* START *

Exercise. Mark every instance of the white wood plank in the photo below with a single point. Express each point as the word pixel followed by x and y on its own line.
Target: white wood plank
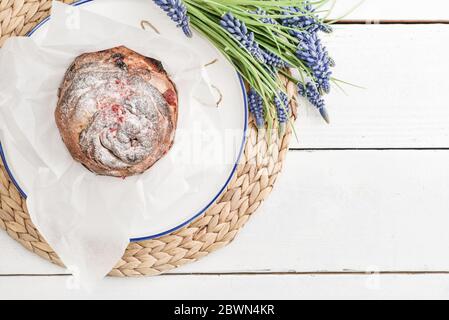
pixel 331 211
pixel 374 10
pixel 235 287
pixel 405 103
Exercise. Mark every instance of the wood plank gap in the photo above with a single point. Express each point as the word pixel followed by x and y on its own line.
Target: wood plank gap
pixel 390 22
pixel 259 273
pixel 370 149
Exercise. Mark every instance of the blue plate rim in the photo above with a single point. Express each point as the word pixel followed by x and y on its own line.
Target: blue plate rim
pixel 245 129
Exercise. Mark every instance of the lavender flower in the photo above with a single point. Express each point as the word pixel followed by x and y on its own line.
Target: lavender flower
pixel 312 94
pixel 177 11
pixel 265 19
pixel 240 32
pixel 255 102
pixel 315 56
pixel 282 107
pixel 306 20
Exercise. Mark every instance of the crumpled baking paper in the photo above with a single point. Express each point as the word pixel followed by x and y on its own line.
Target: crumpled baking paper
pixel 87 219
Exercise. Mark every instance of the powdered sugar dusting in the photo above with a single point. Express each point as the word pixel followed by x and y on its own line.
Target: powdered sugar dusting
pixel 127 118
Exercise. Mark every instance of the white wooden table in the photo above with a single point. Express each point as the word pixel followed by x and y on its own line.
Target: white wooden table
pixel 362 208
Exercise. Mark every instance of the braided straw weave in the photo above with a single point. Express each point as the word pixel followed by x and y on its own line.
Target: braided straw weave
pixel 257 172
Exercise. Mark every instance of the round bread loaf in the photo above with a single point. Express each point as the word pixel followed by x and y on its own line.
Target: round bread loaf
pixel 117 111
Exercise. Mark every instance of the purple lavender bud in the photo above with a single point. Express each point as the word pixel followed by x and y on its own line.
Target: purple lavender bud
pixel 240 32
pixel 274 60
pixel 266 19
pixel 256 104
pixel 310 91
pixel 282 107
pixel 307 20
pixel 177 11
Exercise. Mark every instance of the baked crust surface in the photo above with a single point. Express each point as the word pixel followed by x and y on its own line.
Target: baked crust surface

* END *

### PROMPT
Copy the items starting at the line that contains "Exercise. Mark every instance of the baked" and ending at the last item, substituting "golden crust" for "baked crust" and changing nothing else.

### THE RESULT
Exercise. Mark every instance of the golden crust surface in the photo above with a single point. Express each point as the word pixel followed by x and y on its own line.
Target: golden crust surface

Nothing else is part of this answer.